------ Reading passage
Monday, July 19, 2010
But as of the first of May, 2010, I became Scott, Incorporated. VP Ginger is the first co-worker I've ever kissed at work. Everyday has become an adventure (and not just because of the kissing.)
One week things will just be singing along swell. I get some good personal writing done, have enough time to complete assigned projects (the ones that pay actually money, not "future" money) and I even get a honey-do or two done.
Then an email comes telling me my hours are being reduced for at least a little while, and it's back to "okay, how are we gonna bounce with this one this time?"
I'm reminded of the wonderful parable Hugh B. Brown shared many years ago about pruning his currant bush:
"You sometimes wonder whether the Lord really knows what He ought to do with you. You sometimes wonder if you know better than He does about what you ought to do and ought to become. I am wondering if I may tell you a story. It has to do with an incident in my life when God showed me that He knew best.
I was living up in Canada. I had purchased a farm. It was run-down. I went out one morning and saw a currant bush. It had grown up over six feet (two meters) high. It was going all to wood. There were no blossoms and no currants. I was raised on a fruit farm in Salt Lake before we went to Canada, and I knew what ought to happen to that currant bush. So I got some pruning shears and clipped it back until there was nothing left but stumps. It was just coming daylight, and I thought I saw on top of each of these little stumps what appeared to be a tear, and I thought the currant bush was crying. I was kind of simpleminded (and I haven’t entirely gotten over it), and I looked at it and smiled and said, “What are you crying about?”
------------
**What is being asked:**
Answer these questions about the post:
(a) What did the writer become as of the first of May, 2010?
(b) According to the email the writer receives, what is happening to the writer's hours?
(c) How high had the currant bush on the Canadian farm grown?
Rely solely on the post above for every answer.
------ Record list
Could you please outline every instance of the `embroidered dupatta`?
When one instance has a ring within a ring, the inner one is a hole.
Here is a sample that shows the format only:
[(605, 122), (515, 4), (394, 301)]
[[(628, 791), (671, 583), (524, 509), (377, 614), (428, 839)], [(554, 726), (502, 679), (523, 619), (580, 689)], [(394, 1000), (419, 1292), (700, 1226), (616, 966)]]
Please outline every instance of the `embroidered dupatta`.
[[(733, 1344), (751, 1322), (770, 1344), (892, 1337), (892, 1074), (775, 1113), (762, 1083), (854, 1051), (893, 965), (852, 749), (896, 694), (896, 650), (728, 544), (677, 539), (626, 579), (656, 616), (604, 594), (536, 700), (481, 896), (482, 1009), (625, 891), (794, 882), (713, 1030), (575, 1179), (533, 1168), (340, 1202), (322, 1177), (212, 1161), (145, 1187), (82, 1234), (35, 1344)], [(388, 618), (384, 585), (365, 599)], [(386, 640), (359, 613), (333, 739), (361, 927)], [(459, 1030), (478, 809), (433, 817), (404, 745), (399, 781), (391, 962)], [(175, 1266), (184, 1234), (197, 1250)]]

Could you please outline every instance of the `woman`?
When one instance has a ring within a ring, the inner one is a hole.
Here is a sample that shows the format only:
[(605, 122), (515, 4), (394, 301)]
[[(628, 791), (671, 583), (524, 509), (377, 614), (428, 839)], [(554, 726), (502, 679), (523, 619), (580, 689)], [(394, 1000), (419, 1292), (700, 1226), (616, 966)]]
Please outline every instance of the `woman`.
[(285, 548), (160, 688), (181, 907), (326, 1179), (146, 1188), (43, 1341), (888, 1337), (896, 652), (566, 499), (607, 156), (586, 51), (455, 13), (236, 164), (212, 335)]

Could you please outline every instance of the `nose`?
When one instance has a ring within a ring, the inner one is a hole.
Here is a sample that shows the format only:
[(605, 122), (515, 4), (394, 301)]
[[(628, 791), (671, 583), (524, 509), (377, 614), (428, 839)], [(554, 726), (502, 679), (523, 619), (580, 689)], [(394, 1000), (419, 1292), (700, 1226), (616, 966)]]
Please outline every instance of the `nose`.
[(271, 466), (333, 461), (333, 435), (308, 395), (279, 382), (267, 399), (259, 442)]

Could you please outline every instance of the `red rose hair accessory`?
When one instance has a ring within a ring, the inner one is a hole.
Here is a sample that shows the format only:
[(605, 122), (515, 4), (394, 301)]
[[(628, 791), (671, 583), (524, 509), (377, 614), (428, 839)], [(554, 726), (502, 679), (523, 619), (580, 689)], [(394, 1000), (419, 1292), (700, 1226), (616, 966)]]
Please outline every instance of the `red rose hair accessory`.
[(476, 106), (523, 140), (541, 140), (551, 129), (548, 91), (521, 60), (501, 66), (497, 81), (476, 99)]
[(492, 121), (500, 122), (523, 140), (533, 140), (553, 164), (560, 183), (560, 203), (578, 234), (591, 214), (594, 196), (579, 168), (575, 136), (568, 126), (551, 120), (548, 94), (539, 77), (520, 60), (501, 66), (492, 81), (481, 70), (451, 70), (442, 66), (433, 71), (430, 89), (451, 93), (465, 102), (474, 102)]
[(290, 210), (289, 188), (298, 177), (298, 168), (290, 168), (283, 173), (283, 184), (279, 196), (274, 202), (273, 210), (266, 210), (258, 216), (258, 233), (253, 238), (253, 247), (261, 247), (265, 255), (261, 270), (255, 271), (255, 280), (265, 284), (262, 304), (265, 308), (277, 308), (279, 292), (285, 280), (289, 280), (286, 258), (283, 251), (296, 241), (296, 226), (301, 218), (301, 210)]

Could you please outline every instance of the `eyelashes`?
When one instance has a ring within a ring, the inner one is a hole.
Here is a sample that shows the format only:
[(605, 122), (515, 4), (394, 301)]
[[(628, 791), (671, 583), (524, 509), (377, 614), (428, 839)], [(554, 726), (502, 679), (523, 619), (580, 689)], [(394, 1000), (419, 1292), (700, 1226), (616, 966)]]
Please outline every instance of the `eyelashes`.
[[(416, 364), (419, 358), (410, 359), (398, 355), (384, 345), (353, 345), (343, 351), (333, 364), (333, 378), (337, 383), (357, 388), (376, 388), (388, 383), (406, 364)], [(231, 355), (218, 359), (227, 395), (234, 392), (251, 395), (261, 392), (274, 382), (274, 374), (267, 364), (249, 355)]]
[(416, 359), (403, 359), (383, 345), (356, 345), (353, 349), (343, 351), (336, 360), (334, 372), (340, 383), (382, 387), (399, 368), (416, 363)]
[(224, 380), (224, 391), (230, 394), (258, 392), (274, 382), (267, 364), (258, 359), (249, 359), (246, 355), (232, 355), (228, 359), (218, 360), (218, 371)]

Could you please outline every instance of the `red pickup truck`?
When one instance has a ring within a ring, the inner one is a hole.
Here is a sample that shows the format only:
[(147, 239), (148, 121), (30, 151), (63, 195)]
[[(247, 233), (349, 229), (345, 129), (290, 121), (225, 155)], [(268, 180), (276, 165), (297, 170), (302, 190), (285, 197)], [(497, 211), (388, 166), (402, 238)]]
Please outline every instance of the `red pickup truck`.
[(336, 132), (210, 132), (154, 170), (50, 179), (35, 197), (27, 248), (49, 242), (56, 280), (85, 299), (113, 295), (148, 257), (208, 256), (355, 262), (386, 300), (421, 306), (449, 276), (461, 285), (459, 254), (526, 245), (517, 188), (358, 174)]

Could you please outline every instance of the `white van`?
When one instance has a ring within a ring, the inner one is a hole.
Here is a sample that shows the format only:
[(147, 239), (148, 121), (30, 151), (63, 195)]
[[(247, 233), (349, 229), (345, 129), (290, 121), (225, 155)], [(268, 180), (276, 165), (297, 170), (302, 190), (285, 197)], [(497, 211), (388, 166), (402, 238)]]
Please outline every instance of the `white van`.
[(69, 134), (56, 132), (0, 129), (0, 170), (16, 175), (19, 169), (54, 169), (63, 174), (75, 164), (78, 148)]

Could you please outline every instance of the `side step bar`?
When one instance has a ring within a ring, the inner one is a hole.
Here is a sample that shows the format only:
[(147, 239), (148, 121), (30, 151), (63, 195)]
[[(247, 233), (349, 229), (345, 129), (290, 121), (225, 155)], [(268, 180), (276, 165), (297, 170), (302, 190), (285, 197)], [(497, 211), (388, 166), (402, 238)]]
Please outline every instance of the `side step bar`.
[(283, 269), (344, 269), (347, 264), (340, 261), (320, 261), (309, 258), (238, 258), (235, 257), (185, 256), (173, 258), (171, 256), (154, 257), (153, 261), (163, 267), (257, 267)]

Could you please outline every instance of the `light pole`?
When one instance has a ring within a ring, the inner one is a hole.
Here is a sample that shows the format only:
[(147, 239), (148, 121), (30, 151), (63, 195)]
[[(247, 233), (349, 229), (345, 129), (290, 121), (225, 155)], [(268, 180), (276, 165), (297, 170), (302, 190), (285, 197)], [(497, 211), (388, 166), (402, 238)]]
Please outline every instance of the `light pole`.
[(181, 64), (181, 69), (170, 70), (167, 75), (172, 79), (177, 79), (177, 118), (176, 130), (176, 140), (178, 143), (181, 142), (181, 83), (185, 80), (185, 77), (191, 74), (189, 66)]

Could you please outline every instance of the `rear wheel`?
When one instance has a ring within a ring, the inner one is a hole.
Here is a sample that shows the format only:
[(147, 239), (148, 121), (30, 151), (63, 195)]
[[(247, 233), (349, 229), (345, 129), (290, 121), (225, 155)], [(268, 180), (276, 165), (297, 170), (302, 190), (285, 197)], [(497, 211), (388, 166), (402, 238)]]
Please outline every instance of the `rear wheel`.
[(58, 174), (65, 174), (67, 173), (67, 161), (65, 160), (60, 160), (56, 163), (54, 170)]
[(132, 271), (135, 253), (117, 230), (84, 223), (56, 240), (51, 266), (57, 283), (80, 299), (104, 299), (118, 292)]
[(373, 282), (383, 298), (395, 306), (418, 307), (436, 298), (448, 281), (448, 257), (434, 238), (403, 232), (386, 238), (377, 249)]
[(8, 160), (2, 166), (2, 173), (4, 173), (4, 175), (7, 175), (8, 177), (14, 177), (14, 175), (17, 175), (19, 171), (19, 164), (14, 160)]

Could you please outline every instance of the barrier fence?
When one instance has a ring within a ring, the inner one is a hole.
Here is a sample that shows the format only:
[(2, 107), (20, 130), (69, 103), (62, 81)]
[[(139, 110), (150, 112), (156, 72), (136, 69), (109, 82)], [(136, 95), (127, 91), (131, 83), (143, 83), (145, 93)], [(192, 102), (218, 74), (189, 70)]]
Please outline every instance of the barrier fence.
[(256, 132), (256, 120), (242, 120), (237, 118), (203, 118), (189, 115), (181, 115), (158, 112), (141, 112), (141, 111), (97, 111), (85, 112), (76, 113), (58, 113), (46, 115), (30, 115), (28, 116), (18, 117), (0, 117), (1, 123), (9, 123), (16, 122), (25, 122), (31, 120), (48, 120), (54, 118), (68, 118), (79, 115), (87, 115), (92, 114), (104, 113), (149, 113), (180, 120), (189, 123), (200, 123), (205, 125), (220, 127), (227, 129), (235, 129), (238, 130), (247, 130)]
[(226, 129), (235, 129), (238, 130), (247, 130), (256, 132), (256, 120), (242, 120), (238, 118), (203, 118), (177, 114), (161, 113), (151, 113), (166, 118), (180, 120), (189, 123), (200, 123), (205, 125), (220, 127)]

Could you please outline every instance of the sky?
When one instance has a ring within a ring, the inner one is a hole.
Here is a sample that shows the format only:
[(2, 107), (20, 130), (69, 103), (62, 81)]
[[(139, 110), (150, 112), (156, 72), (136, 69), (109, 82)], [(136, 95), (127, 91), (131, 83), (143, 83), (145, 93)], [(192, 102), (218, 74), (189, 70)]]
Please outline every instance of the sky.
------------
**Output below:**
(a) Scott, Incorporated.
(b) They are being reduced for at least a little while.
(c) Over six feet (two meters) high.